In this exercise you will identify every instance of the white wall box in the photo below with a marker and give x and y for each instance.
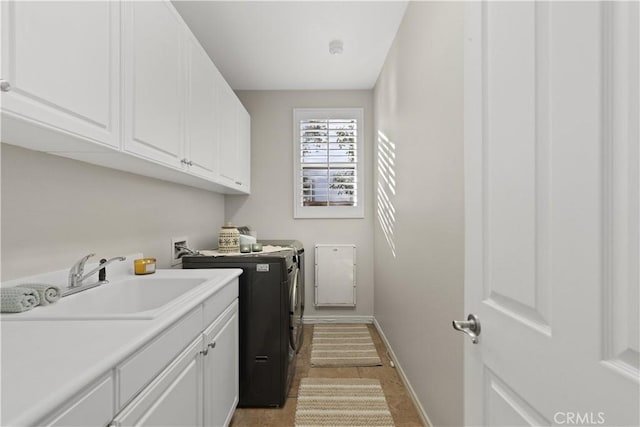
(335, 276)
(127, 86)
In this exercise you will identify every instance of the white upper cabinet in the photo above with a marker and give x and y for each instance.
(244, 148)
(154, 81)
(121, 84)
(203, 113)
(62, 62)
(234, 142)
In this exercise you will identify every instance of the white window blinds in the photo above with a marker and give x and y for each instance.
(328, 147)
(328, 158)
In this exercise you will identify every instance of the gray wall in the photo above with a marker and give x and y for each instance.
(55, 210)
(419, 291)
(269, 208)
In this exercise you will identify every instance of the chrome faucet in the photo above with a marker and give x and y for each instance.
(77, 275)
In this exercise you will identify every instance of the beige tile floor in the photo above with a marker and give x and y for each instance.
(402, 409)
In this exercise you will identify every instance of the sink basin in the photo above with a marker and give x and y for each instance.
(132, 298)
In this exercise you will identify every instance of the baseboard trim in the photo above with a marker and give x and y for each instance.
(421, 412)
(337, 319)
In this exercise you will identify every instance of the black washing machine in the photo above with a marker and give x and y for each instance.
(270, 319)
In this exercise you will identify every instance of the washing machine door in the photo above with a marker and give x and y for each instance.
(295, 311)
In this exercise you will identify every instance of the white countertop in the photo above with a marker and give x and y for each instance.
(44, 363)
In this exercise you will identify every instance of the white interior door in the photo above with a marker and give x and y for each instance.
(552, 189)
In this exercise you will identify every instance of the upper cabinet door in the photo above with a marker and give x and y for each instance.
(203, 117)
(154, 38)
(228, 133)
(62, 61)
(235, 141)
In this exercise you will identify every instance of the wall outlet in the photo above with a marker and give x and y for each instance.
(176, 244)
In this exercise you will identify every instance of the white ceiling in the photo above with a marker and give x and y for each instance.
(280, 45)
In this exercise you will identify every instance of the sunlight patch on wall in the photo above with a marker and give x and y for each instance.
(386, 191)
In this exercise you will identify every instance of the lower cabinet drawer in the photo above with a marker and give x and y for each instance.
(174, 398)
(93, 407)
(145, 364)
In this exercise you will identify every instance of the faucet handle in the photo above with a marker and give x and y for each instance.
(79, 266)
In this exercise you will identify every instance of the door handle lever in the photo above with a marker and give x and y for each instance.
(471, 327)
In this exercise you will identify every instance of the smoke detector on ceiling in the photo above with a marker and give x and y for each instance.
(335, 47)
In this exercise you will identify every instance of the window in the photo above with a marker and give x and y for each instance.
(328, 147)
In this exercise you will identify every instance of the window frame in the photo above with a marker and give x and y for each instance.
(300, 211)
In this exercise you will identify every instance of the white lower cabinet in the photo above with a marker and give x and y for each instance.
(199, 387)
(93, 408)
(221, 379)
(174, 398)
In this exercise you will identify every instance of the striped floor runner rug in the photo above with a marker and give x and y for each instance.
(343, 345)
(342, 402)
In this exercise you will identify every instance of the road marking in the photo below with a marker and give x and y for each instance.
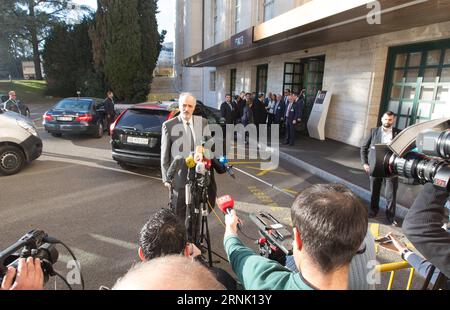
(83, 257)
(266, 171)
(290, 191)
(117, 242)
(95, 165)
(245, 162)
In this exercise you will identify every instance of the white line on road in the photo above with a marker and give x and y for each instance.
(95, 165)
(120, 243)
(85, 258)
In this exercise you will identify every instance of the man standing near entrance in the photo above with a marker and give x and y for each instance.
(381, 135)
(293, 116)
(228, 110)
(192, 130)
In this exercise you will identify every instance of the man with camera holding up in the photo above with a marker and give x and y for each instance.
(381, 135)
(324, 244)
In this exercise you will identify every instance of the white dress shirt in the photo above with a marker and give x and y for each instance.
(191, 126)
(386, 135)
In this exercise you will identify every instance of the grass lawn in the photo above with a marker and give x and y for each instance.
(28, 91)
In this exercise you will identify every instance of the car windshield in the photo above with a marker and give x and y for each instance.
(74, 105)
(144, 120)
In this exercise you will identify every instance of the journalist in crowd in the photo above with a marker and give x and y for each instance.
(324, 244)
(171, 272)
(164, 234)
(424, 226)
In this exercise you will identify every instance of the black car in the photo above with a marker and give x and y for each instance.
(78, 116)
(24, 110)
(136, 134)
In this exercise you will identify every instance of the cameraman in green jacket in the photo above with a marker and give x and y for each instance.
(330, 223)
_ _ _
◆ Stated task:
Give all the entries again exactly, dropping each picture.

◆ Reply:
In this exercise you will identify every instance of the white wall box in the photo below with a marker and give x and y for each instance.
(335, 276)
(127, 86)
In this exercise you will identify every instance of the white upper cabinet in the photo above with a marker and give x and y for each instance.
(244, 148)
(154, 81)
(121, 84)
(203, 113)
(62, 62)
(234, 142)
In this exercise you will identify every instance of the white window blinds in the photo above with a marker and give x and y for each instance.
(328, 147)
(328, 158)
In this exercise you will identify every instance of the gray wall in the photo above with a marker and give x and y for each instance.
(55, 210)
(419, 291)
(269, 208)
In this exercise you will identify every instance of the chrome faucet in the photo above with a marker and give x and y for each instance.
(77, 275)
In this exercise you will identify every instance of the beige tile floor in the photo above with a marker and give x and y for each instance.
(402, 409)
In this exercise you will identify every instance of the sink basin in the photo above with a marker and give x and y for each instance.
(132, 298)
In this exercise you will identify every instance of the baseboard trim in the photo above with a marker and give x and y for each instance.
(421, 412)
(337, 319)
In this exercise you will identify every instance of the black washing machine in the photo above with a marker and give x and y for each instance.
(270, 319)
In this exercise you will identify every instance of the washing machine door in the photo above with a marker and give x and y for each instance.
(295, 311)
In this exercise you will identify every instance of the white countertop in the photo above with a marker and give x and y for each instance.
(44, 363)
In this exercise you will identify every instance of the white interior door in the photo above with a marker and give x and y for each instance.
(552, 189)
In this exercise you will identify every instance of the upper cabinet door in the photo above with a marker and give x and y for each instance.
(203, 117)
(154, 38)
(228, 133)
(62, 61)
(235, 141)
In this exercise you will identify every instance of the wall outlet in the photo above with a marker and give x and y for each instance.
(176, 244)
In this exercise you will identify every instance of the white ceiling in the photo above with a marker and give x and y for each instance.
(280, 45)
In this exercise you will identify every instance of the sunlight patch on wall in the photo above with a marker and give x and y for each instance.
(386, 191)
In this exercise you will identify every instance of the lower cabinet drawer in the photo above with a marker and give x and y for each instance.
(174, 398)
(93, 407)
(145, 364)
In this exercise you will identify every instance of the faucet handle in the photo above with a marker and give x and y for each instance.
(79, 266)
In this exercise you will identify every instance of the door handle lever in the photo above with a marker and give x and y for each instance.
(471, 327)
In this exercise you will identify every instance of the smoke detector on ceiling in the photo above with a marker and give x and y for each instance.
(335, 47)
In this exercise you will identify every instance of the window in the photo above with a marker and give x and y for each instance.
(328, 147)
In this exercise you will identify every instance of the window frame in the photo above with a marker and give x and y for each instance.
(300, 211)
In this exercise you will identify every instance of the white lower cabinet in the photo above with a marker and give x and y for each instance.
(199, 387)
(93, 408)
(221, 379)
(174, 398)
In this exercise you will identify every instance of the striped floor runner rug in the photo above with a marker and give x and y for each instance.
(343, 345)
(342, 402)
In this exercise you will identify every instance of the road marking in the photo below with a marker and give x and y for each instance.
(83, 257)
(266, 171)
(290, 191)
(117, 242)
(95, 165)
(245, 162)
In this exercise you will identify every instance of the white line on road in the photo above with a marker and give x and y for each instance.
(95, 165)
(120, 243)
(85, 258)
In this exercise you will identify every instance of the man standing near entrance in the photo above with a marker and give x and y for each instance.
(381, 135)
(293, 116)
(228, 110)
(192, 130)
In this exercise you will identify every instance of the man with camera holding up in the photo above with a marker and give x and y for each instance.
(381, 135)
(324, 244)
In this exercise you will identify every instance of the white dress shirt in the photo above with a marker and give x and y for each instance.
(191, 126)
(386, 135)
In this exercise you will identify every instance of the grass lawn in the photo above with a marker and give x and y for each instance.
(28, 91)
In this exercise you will identify every instance of the car windshield in the photo above with a marker and give x and y for each instance.
(74, 105)
(144, 120)
In this exercise you will identify every instance of the journalist in crowd in the photo above with a marker and give x and y for each instance.
(324, 244)
(171, 272)
(164, 234)
(424, 226)
In this exercise you will identify every instance of the black car in the photo above with a marker and give x and y for each instance.
(78, 116)
(24, 110)
(136, 134)
In this exercise you will identify every instance of the cameraman in green jacket in the photo above with a marker and give x and y for each instance.
(330, 223)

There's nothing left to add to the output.